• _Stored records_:
----

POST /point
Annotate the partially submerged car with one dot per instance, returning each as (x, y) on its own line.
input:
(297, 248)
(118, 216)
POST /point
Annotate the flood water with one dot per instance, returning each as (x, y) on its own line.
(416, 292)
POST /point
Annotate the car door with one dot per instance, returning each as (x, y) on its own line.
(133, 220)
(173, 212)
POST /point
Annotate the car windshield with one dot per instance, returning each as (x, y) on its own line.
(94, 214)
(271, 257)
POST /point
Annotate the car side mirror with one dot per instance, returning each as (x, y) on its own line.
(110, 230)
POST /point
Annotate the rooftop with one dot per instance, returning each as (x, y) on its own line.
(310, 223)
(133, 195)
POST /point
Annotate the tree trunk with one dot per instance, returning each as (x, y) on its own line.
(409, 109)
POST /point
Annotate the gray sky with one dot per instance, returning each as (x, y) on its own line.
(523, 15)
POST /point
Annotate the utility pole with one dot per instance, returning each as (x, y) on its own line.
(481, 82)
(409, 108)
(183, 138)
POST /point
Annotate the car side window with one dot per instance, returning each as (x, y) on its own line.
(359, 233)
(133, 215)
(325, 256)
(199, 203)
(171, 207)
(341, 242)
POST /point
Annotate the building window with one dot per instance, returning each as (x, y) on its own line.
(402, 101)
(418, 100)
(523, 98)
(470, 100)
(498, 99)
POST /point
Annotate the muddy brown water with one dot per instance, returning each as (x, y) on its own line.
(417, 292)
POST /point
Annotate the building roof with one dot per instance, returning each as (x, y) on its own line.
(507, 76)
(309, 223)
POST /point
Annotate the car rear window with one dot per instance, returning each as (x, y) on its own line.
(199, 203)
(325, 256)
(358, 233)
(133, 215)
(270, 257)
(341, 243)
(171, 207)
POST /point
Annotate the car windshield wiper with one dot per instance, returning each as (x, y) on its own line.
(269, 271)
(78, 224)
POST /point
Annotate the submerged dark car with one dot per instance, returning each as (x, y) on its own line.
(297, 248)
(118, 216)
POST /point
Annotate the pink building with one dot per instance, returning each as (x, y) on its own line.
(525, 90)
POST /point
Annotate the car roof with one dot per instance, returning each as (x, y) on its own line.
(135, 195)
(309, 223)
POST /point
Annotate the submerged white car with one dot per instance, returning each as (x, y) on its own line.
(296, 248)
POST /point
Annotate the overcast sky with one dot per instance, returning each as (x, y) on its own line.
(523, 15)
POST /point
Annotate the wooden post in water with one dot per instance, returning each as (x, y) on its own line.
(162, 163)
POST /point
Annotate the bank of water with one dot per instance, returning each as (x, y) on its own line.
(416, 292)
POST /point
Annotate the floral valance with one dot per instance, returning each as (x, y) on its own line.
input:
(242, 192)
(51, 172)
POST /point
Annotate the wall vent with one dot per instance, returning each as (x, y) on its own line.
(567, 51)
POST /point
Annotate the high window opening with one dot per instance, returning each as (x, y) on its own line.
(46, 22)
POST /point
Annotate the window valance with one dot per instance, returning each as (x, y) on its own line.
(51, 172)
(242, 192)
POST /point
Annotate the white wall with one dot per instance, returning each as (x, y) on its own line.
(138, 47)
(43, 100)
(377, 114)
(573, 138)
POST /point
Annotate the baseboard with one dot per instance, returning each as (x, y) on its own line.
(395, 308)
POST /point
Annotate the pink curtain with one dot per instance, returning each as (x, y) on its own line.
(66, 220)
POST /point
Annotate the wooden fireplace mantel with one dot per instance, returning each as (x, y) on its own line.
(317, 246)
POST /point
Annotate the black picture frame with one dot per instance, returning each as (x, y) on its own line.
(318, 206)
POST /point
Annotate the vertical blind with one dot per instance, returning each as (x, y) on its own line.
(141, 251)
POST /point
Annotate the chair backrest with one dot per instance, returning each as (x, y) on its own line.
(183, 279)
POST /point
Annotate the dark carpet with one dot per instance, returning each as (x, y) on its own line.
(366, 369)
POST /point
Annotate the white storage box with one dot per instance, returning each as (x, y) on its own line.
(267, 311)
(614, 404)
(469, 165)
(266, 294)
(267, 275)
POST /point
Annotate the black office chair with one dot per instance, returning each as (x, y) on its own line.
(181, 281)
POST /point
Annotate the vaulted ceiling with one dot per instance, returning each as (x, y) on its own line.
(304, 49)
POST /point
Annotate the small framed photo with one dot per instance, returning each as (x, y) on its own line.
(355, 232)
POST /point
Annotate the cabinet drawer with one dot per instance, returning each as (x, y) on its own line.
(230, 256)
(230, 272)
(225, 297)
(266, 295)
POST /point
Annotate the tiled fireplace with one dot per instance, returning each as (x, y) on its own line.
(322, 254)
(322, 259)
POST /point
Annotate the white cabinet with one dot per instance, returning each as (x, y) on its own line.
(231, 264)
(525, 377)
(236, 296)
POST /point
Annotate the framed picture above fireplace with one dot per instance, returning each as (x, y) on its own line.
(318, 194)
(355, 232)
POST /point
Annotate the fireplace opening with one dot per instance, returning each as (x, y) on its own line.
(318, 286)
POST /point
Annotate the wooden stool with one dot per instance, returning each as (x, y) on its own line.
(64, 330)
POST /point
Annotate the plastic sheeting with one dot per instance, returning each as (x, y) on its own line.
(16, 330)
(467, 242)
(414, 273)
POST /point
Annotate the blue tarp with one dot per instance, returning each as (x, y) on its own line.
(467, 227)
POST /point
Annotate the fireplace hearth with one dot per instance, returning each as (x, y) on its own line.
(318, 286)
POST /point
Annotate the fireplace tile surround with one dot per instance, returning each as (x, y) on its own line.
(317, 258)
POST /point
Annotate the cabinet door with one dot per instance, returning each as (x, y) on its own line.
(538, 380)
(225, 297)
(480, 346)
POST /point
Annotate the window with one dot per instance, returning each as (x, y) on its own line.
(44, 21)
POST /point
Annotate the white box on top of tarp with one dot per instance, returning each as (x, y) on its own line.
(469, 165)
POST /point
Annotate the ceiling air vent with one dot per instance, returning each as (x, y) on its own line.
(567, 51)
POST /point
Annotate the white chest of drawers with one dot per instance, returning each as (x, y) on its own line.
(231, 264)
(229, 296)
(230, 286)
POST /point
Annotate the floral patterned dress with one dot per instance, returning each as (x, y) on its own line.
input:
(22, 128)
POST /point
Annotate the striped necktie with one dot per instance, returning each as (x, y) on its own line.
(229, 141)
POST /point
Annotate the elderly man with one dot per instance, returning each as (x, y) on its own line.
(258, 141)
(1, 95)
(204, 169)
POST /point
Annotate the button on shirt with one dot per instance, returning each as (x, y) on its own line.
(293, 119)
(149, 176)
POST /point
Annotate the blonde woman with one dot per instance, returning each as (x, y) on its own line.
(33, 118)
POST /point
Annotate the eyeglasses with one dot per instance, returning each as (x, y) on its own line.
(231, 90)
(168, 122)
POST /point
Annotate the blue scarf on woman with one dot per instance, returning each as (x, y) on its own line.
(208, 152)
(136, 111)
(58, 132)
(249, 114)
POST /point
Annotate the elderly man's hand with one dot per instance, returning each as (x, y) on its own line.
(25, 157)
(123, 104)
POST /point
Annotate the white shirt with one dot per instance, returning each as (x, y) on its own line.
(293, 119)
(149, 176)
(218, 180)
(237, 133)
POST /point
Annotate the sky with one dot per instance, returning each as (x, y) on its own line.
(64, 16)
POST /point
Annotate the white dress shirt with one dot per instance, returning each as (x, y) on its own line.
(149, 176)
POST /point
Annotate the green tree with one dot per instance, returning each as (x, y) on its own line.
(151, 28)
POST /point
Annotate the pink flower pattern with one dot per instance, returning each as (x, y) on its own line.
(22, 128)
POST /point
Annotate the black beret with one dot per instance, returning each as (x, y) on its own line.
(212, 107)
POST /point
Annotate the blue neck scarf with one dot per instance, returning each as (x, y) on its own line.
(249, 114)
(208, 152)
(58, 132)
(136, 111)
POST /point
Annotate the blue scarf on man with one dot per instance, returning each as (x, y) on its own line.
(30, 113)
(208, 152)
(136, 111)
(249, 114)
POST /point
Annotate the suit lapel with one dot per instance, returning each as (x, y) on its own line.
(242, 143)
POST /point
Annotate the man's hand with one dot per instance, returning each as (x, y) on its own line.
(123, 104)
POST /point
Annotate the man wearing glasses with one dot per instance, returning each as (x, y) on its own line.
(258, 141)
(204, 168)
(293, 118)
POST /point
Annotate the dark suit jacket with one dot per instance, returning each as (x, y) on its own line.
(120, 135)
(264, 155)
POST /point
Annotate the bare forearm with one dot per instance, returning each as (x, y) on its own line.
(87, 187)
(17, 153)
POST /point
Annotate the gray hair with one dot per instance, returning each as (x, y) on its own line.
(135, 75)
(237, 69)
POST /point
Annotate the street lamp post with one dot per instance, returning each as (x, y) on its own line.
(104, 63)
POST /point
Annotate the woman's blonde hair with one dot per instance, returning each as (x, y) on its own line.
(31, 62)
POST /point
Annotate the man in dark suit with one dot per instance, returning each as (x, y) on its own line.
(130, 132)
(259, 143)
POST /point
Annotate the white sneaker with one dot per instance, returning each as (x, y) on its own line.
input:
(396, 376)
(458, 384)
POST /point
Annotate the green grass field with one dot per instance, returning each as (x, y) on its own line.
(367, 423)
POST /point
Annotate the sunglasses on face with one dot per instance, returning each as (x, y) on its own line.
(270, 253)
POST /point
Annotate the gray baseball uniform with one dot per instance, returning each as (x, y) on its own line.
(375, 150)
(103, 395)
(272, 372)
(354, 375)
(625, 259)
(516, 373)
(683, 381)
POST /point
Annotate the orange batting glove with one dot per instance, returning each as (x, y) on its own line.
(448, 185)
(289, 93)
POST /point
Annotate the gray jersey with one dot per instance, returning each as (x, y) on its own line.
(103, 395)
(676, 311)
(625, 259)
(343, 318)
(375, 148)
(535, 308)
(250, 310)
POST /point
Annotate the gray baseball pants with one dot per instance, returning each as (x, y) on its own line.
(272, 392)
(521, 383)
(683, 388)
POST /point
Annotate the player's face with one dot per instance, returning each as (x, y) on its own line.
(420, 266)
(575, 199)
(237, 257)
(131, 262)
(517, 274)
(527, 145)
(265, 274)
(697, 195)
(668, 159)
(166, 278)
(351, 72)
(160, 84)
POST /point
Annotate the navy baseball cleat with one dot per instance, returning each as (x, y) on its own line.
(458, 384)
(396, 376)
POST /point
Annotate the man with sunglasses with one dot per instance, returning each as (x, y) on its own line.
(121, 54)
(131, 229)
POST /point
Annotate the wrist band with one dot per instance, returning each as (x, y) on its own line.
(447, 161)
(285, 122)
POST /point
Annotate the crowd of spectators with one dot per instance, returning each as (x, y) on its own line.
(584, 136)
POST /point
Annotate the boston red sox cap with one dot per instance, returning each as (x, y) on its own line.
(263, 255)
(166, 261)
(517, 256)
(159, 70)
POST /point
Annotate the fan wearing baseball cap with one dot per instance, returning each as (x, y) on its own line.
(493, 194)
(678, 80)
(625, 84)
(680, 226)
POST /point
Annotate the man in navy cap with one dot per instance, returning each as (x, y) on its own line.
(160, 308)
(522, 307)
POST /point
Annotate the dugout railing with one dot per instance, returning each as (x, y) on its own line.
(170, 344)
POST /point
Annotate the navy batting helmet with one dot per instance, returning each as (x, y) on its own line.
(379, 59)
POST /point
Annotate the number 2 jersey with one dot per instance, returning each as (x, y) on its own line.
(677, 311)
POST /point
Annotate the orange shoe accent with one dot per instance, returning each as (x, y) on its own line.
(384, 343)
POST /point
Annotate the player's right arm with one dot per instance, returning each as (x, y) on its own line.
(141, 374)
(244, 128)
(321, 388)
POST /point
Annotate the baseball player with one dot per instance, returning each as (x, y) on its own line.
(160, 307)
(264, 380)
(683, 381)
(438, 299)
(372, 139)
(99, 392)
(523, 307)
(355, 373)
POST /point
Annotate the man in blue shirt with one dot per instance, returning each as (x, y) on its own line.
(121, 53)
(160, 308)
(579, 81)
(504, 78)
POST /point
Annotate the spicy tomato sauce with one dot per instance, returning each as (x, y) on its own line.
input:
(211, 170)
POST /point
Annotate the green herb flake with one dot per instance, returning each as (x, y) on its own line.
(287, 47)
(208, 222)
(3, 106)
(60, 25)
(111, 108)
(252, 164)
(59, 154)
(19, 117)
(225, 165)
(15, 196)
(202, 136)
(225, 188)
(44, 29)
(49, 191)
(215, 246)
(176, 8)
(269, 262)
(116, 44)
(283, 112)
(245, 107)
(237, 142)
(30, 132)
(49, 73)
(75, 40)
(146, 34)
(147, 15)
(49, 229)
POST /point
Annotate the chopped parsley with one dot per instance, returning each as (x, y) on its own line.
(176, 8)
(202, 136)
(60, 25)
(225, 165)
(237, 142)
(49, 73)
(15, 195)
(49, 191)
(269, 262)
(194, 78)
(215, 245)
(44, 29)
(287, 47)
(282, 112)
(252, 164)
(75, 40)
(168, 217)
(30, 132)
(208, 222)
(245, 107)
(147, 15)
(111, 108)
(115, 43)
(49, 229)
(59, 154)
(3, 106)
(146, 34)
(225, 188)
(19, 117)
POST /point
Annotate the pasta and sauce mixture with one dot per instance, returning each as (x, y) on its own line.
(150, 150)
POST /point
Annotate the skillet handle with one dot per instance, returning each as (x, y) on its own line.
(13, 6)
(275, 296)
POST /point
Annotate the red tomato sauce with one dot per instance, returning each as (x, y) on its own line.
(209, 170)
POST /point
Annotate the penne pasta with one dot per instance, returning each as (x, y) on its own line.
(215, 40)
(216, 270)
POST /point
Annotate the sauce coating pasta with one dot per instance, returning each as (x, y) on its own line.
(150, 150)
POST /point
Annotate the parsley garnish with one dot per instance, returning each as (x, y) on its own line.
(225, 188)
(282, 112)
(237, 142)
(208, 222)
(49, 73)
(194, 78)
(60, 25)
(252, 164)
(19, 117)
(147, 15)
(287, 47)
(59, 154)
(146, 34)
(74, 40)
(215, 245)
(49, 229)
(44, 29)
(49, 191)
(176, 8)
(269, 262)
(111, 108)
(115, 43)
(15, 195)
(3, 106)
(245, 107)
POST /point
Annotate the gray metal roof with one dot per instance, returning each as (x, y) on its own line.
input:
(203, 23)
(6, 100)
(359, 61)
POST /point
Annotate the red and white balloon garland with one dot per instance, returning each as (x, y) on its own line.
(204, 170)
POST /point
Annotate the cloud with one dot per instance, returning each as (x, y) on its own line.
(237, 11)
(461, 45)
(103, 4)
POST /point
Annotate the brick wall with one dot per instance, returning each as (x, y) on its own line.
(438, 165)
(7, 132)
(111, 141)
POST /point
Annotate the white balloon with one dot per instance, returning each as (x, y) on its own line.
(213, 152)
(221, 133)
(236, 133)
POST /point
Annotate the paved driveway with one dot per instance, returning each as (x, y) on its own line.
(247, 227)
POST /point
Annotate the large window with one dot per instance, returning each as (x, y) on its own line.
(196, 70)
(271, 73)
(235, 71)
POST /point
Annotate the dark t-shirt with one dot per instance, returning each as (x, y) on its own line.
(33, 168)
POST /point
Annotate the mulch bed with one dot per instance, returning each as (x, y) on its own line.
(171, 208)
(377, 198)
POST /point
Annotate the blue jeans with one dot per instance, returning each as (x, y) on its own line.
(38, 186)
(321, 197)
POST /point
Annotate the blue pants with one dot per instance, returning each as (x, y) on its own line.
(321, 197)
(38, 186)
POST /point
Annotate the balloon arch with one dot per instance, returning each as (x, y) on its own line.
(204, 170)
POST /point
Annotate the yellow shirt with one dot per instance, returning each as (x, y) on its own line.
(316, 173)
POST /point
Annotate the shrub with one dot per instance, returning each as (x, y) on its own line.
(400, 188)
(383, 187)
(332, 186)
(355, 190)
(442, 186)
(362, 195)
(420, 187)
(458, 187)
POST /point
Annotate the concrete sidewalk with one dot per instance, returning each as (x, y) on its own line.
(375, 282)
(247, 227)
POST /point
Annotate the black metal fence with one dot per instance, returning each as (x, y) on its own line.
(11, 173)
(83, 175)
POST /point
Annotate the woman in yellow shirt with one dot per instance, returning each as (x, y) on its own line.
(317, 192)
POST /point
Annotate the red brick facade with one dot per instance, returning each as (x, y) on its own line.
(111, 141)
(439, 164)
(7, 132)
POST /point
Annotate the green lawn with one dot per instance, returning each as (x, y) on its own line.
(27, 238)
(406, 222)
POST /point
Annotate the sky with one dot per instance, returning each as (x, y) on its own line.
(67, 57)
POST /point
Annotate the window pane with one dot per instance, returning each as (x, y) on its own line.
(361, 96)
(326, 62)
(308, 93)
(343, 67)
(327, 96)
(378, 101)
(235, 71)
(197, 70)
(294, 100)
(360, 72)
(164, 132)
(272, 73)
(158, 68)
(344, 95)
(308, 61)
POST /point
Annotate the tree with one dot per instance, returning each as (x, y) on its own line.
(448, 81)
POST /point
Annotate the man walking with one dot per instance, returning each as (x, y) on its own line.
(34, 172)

----

• _WHAT IS NEEDED_: State how many lines of the data include the word "floral", with nothing else.

• _TASK ANSWER_: 2